## START RAW RECORDS
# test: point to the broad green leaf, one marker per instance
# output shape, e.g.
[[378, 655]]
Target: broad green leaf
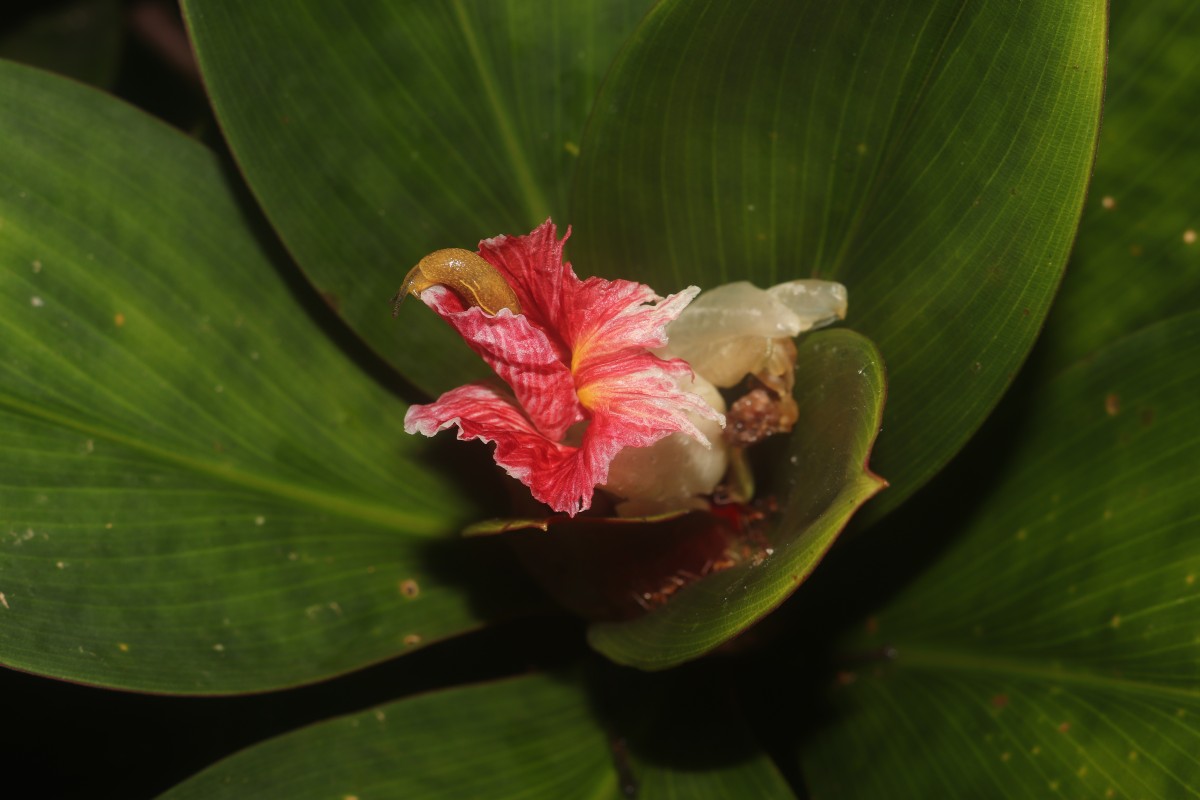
[[1138, 256], [1053, 650], [931, 156], [840, 388], [376, 132], [79, 40], [199, 492], [526, 738]]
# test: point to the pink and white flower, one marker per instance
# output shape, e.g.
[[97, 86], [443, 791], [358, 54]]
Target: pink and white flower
[[577, 379]]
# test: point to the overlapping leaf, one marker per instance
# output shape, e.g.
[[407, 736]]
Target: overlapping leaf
[[527, 738], [376, 132], [933, 156], [198, 491], [1054, 649], [1138, 256], [840, 389]]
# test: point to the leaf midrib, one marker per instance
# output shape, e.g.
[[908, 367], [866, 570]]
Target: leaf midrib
[[933, 659], [352, 507], [537, 204]]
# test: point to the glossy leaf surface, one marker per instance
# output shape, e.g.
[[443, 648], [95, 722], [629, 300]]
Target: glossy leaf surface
[[1054, 649], [199, 492], [377, 132], [840, 390], [931, 156], [1138, 256], [526, 738]]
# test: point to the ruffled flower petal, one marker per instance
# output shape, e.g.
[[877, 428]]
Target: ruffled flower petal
[[579, 350]]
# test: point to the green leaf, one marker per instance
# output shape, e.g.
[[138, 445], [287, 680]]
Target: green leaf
[[931, 156], [1138, 257], [198, 491], [1054, 648], [376, 132], [79, 40], [527, 738], [840, 388]]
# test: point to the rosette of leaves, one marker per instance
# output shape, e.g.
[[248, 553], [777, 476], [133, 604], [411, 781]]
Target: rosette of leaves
[[207, 489]]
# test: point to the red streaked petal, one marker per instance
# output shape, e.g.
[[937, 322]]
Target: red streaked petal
[[561, 476], [533, 265], [522, 355]]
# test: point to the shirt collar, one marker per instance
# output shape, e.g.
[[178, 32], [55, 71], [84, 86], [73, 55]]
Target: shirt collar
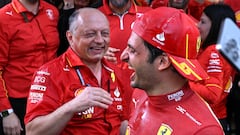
[[73, 60]]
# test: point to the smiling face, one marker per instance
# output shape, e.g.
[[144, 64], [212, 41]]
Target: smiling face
[[204, 26], [137, 57], [90, 39]]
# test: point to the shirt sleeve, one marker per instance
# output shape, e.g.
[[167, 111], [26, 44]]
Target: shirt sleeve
[[4, 49], [44, 96], [219, 74]]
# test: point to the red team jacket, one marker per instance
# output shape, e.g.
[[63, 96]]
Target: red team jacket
[[221, 74], [179, 113], [24, 47], [57, 82]]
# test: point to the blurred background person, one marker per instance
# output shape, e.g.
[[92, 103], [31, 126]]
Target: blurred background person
[[65, 12], [216, 88]]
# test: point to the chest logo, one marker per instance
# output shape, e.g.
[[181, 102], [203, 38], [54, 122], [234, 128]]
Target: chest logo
[[164, 130]]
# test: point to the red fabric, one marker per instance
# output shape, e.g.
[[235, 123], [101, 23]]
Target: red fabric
[[196, 8], [24, 47], [120, 27], [235, 4], [159, 3], [178, 113], [215, 89], [55, 92]]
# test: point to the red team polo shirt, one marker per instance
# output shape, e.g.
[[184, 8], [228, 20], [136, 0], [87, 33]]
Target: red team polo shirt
[[24, 47], [221, 74], [57, 82], [179, 113]]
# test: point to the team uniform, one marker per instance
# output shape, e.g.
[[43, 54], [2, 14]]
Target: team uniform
[[120, 27], [27, 41], [182, 107], [59, 81], [215, 89]]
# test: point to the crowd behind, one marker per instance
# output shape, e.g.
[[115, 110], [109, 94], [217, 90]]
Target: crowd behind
[[41, 46]]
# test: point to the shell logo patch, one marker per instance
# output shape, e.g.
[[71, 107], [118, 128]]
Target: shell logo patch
[[113, 77], [164, 130]]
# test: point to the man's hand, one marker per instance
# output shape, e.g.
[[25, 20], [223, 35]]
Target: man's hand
[[11, 125], [110, 54]]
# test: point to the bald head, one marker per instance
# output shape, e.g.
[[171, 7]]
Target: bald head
[[85, 16]]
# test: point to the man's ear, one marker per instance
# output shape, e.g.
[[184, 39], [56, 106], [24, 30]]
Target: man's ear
[[164, 62]]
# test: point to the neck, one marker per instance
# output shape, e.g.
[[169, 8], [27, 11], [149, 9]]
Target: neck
[[169, 84], [122, 10], [31, 5], [96, 69]]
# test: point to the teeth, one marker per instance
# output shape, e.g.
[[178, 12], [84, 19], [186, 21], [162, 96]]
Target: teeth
[[130, 68]]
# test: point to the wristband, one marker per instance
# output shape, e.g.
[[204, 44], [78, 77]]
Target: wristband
[[5, 113]]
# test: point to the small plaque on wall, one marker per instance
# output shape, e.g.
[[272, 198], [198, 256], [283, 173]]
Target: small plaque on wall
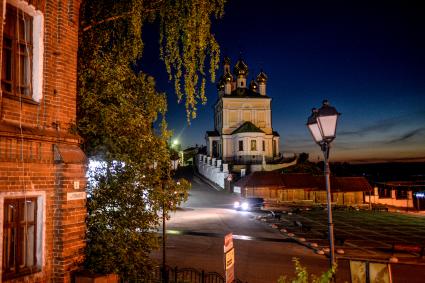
[[76, 196]]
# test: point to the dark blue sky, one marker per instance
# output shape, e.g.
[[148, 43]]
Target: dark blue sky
[[367, 58]]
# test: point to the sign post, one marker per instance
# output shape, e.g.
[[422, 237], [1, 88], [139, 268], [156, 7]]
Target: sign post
[[229, 258]]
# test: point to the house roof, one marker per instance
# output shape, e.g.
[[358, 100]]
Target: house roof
[[273, 179], [247, 127], [213, 134]]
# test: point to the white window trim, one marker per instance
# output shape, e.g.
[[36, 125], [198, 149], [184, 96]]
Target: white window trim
[[38, 44], [41, 223]]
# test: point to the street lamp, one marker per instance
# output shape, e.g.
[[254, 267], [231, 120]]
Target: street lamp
[[322, 125]]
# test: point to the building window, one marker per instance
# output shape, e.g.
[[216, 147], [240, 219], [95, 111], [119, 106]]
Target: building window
[[23, 48], [253, 145], [240, 145], [19, 237], [384, 192], [17, 53], [401, 194]]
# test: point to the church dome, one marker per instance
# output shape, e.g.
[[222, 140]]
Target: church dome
[[227, 77], [240, 69], [253, 85], [262, 77]]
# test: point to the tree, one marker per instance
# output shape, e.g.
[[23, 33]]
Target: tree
[[302, 158], [121, 119], [302, 275]]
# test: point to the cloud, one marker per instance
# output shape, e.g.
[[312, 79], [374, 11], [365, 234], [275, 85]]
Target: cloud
[[407, 135], [386, 125]]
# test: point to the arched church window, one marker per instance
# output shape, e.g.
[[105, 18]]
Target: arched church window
[[253, 145]]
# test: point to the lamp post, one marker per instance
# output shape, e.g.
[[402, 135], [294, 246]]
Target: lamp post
[[322, 125]]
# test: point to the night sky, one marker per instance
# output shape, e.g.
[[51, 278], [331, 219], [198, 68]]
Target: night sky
[[367, 59]]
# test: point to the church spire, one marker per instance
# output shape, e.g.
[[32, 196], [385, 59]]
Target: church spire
[[241, 72]]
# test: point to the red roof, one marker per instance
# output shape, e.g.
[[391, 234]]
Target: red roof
[[261, 179], [276, 180]]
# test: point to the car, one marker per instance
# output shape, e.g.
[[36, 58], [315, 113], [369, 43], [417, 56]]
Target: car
[[249, 204]]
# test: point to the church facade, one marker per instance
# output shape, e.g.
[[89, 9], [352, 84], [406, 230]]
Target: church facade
[[243, 132]]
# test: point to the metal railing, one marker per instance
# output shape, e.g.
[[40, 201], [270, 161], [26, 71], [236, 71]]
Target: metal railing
[[179, 275]]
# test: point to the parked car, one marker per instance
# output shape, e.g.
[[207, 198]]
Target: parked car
[[249, 204]]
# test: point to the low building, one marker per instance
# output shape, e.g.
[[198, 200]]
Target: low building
[[274, 186], [402, 194]]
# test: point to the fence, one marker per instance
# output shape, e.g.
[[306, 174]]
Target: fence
[[179, 275]]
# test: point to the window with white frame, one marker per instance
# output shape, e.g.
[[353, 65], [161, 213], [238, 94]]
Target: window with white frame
[[253, 145], [22, 60], [20, 237]]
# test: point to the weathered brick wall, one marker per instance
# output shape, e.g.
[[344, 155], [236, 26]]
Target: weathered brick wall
[[38, 155]]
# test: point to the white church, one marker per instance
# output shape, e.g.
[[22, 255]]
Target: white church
[[243, 132]]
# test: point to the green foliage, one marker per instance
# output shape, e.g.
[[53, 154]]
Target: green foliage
[[117, 110], [185, 39], [302, 276]]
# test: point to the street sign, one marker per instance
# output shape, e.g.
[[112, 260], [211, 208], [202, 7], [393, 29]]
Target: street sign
[[229, 258], [228, 242]]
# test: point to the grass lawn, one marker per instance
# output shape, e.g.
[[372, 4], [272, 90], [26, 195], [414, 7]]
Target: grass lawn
[[362, 228]]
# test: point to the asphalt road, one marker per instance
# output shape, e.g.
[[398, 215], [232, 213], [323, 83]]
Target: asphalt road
[[195, 238]]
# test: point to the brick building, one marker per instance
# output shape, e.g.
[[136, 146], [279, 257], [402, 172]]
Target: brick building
[[42, 169]]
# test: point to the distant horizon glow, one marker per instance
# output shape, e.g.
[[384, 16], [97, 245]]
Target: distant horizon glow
[[366, 59]]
## END RAW RECORDS
GIVEN PROBLEM:
Please extract exactly, and only, the lines from the line containing "# test: point to the weathered" through the last line of the records.

IN RESPONSE:
# test: point to the weathered brick wall, one marker per instance
# output shape, e.g.
[[344, 155], [236, 26]]
Target: weathered brick wall
[[38, 155]]
# test: point to the white church, one marker per instance
# output shape, e.g.
[[22, 255]]
Target: white church
[[243, 132]]
# test: point to the green foliage, one marker per instance
# output shape, e.g.
[[53, 154]]
Target: green foliage
[[117, 110], [185, 39], [302, 276]]
# test: point to the street sign, one marker per instance
# output shape, e.g.
[[112, 260], [211, 208], [202, 7], [393, 29]]
Target: street sign
[[229, 258], [228, 242]]
# test: point to the grass lawn, one marker per instance
# output shape, e.g.
[[372, 4], [272, 90], [26, 195], [414, 7]]
Target: grass lawn
[[362, 228]]
# test: point to the asphalt road, one marker per instance
# output shape, e.g.
[[398, 215], [232, 213], [323, 83]]
Target: asphalt road
[[195, 238]]
# test: point to the brick building, one marker per instance
# output shape, e.g.
[[136, 146], [279, 257], [402, 172]]
Target: brick building
[[42, 169]]
# test: point to the distant horizon glow, one marker per instance
# output shape, e.g.
[[384, 16], [97, 245]]
Target: distant horizon glow
[[366, 59]]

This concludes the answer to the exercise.